## PAGE EXTRACT
Durham issued a rare statement Dec. 9, 2019, disputing Horowitz's report without specifying the disagreements. While the investigation continued, Durham said "last month we advised the Inspector General that we do not agree with the some of the report's conclusions."

Senate Majority Leader Chuck Schumer, D-N.Y., slammed Durham the next day for what he called a political statement serving as "a henchman of Mr. Barr" rather than as a "dispassionate, nonpolitical observer."

The intelligence community concluded Russia exerted influence during the campaign to help Trump, but not that his campaign colluded with Russia.

What was the Steele dossier?

Another contentious facet of the 2016 campaign was known as the Steele Dossier. Former British intelligence officer Christopher Steele compiled the report as opposition research about Trump’s connections to Russia for the Clinton campaign.

Steele passed along the report to the FBI. But many of the anonymous allegations were debunked and Trump dismissed it as “fake news.”

One of the men Durham charged is Igor Danchenko, a Russian citizen living in Virginia, who allegedly provided material for Steele’s report. Danchenko, who pleaded not guilty, was charged in November and faces trial in October on five counts of making false statements to the FBI.

Rosenzweig characterized charges against Danchenko and Sussmann as peripheral to Durham's investigation.

“The two charges are clearly very derivative charges about lying to people during the course of activities, not the primary offenses," Rosenzweig said. "Both of them, by any stretch of the imagination, are peripheral to the gravamen of the ultimate charge or what he is supposed to be investigating."

President Donald Trump and Russian President Vladimir Putin at a summit in Danang, Vietnam, in 2017.
President Donald Trump and Russian President Vladimir Putin at a summit in Danang, Vietnam, in 2017.

Sussman filing sparks attention, criticism

Durham generated more headlines in the case against Sussmann, a national security lawyer, who served as counsel to Clinton’s campaign. The indictment alleges Sussman told the FBI he wasn’t providing the tip “on behalf of any client,” such as the Clinton campaign. But his lawyers contended he “did not make any false statement to the FBI."

Sussman had met Sept. 16, 2016, with FBI general counsel James Baker to offer a tip alleging a secret channel of communications between the Trump Organization and a Russian bank. Sussman also met Feb. 9, 2017, with CIA officials to discuss Trump.

A flurry of coverage followed a Durham filing Feb. 11 arguing Sussmann’s lawyers had a conflict of interest. To bolster the case, the filing described an unnamed tech executive mining internet data from Trump Tower, a Trump apartment building in New York and the executive office of the president.

Fox News, the New York Post and Washington Examiner each reported the filing was evidence the Clinton campaign was spying on Trump as a candidate and as president.

## INPUT MATERIAL
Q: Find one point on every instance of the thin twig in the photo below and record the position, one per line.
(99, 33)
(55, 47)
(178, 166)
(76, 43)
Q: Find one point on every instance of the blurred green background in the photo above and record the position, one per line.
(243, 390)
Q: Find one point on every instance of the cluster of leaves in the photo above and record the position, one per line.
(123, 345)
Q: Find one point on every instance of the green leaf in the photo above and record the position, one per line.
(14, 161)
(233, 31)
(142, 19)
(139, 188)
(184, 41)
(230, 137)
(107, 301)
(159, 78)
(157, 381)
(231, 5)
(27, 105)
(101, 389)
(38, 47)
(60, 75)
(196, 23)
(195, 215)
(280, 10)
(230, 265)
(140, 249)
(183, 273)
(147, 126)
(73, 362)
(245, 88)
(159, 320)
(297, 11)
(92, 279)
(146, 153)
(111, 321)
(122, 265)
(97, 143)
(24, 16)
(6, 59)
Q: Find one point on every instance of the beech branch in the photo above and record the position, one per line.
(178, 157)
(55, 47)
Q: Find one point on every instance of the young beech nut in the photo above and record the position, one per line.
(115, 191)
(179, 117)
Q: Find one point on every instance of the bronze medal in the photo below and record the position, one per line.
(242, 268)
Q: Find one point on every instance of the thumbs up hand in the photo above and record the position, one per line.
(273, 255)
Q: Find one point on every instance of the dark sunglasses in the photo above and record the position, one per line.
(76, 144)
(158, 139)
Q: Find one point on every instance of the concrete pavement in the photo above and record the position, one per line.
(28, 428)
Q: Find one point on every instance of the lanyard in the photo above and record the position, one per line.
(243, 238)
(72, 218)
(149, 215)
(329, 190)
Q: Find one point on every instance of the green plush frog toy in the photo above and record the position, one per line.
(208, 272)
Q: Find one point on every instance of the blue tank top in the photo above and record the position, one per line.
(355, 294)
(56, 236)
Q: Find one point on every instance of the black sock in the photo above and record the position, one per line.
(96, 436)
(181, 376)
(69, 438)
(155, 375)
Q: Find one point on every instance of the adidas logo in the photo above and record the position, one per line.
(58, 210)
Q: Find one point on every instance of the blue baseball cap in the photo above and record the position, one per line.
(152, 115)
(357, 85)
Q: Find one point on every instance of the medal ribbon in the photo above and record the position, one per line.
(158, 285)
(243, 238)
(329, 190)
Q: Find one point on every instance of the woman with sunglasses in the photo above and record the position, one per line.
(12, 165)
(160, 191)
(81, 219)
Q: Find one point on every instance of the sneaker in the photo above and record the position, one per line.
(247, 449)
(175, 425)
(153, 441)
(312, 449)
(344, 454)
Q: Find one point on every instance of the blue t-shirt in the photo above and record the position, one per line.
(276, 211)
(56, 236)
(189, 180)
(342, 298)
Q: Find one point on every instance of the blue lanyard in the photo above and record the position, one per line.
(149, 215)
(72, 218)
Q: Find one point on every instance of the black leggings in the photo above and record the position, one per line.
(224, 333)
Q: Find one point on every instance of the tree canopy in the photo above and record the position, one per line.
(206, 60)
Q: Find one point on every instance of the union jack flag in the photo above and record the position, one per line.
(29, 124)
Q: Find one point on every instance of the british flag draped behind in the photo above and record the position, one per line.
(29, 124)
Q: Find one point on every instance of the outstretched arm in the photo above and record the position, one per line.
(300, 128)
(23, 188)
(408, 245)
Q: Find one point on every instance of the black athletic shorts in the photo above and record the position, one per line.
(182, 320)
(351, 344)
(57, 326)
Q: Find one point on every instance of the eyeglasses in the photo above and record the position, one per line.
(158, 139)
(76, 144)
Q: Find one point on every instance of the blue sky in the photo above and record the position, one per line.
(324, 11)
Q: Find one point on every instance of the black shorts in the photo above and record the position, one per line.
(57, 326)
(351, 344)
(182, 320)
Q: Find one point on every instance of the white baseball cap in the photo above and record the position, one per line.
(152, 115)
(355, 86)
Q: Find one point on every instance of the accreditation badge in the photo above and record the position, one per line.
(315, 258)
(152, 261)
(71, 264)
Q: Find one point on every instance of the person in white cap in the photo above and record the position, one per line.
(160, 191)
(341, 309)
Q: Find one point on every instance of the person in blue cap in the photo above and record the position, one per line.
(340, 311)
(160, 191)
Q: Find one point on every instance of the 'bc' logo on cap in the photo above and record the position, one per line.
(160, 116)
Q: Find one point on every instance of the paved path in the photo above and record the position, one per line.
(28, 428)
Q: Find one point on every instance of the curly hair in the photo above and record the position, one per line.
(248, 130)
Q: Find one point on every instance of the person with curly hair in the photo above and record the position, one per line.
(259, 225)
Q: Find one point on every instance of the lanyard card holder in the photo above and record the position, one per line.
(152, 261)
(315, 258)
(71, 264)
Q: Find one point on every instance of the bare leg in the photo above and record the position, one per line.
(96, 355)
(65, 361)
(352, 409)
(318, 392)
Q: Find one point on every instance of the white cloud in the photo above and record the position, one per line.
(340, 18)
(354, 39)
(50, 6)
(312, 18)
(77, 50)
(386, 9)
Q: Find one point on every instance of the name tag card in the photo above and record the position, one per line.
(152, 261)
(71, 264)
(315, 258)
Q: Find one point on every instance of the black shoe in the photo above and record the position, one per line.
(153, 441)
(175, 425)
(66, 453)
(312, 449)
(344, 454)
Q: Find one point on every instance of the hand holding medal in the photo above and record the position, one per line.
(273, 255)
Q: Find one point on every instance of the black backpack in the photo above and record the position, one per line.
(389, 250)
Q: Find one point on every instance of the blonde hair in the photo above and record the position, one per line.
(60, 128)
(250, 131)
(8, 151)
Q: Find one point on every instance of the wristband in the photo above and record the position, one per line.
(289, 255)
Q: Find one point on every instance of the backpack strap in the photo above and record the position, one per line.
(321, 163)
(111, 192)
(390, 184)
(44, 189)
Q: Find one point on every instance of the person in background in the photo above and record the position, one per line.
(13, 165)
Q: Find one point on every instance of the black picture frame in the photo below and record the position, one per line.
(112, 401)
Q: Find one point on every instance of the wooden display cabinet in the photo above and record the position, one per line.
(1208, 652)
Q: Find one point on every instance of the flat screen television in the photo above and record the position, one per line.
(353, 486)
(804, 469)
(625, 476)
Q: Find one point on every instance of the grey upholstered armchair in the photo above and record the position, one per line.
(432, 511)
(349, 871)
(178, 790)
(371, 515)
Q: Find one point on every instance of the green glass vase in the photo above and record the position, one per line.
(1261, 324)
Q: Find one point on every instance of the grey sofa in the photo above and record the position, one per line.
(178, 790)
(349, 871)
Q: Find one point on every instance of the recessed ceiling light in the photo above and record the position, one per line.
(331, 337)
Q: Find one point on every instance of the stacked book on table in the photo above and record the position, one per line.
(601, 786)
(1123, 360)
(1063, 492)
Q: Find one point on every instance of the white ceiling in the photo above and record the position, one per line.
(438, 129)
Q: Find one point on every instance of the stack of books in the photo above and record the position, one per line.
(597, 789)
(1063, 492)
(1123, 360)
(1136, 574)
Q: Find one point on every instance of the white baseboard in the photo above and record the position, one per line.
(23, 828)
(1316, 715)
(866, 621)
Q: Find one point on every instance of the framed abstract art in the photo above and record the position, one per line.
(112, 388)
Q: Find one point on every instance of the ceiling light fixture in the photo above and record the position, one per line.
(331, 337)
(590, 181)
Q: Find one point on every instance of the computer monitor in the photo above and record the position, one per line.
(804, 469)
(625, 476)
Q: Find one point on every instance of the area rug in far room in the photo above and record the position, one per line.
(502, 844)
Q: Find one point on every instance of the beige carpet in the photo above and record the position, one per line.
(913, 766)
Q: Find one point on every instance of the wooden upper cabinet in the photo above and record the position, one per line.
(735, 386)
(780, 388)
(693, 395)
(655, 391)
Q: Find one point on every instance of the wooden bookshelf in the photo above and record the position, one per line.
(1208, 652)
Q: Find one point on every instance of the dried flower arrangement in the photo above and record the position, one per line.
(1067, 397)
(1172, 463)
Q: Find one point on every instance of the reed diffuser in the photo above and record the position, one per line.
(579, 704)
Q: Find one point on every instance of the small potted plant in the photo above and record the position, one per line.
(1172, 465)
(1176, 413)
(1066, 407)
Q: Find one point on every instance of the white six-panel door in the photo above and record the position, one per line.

## SET OF TASKS
a: Transcribe everything in the article on the Durham investigation from "Senate Majority Leader" down to "colluded with Russia.".
b: Restate word for word everything in the records from the line containing "Q: Find one point on every instance of the stacked" down to the line containing "(1066, 407)", and nothing else.
The article on the Durham investigation has no connection to the records.

## RESULTS IN ORDER
a:
Senate Majority Leader Chuck Schumer, D-N.Y., slammed Durham the next day for what he called a political statement serving as "a henchman of Mr. Barr" rather than as a "dispassionate, nonpolitical observer."

The intelligence community concluded Russia exerted influence during the campaign to help Trump, but not that his campaign colluded with Russia.

b:
Q: Find one point on every instance of the stacked book on table in the photo above and record the position, one per line.
(601, 786)
(1123, 360)
(1063, 492)
Q: Find one point on every instance of the white ceiling in the photo above and record the position, one per line.
(438, 129)
Q: Find one point on every instance of the stack of books in the photo above and record the position, one per line.
(597, 789)
(1063, 492)
(1123, 360)
(1136, 574)
Q: Find one point on every instance of the white baseboard in the photo above and record the position, one per line.
(23, 828)
(1316, 715)
(866, 621)
Q: Find one point on every instance of the framed abstract art in the photo above and record the position, one per line.
(112, 388)
Q: Find one point on every instance of the ceiling light fixture in the photo above and record the position, one per line.
(331, 337)
(590, 181)
Q: Find one point on every instance of the computer monitor in the photo above and record the position, one per line.
(804, 469)
(625, 476)
Q: Find one point on every instance of the area rug in far room in the photo above and record the position, one per line.
(502, 844)
Q: Find one point on every instance of the beige carpet in the photo above and record the position, one per line.
(913, 766)
Q: Find one point on every instance of the wooden upper cabinet in the photo above and record the position, one per line.
(735, 386)
(780, 388)
(693, 395)
(655, 391)
Q: Find one point on every instance of the wooden bookshelf in the photo above and record the position, one per line.
(1208, 652)
Q: Find one point on every instance of the dried flower arrangement in the photo above and record the position, one per line.
(1067, 397)
(1172, 463)
Q: Find one point on every instance of the reed diffuser in the photo above and record the position, one per line.
(579, 704)
Q: Find one point on every instance of the small potted plant in the photo above and record the position, one per line.
(1172, 465)
(1176, 413)
(1066, 407)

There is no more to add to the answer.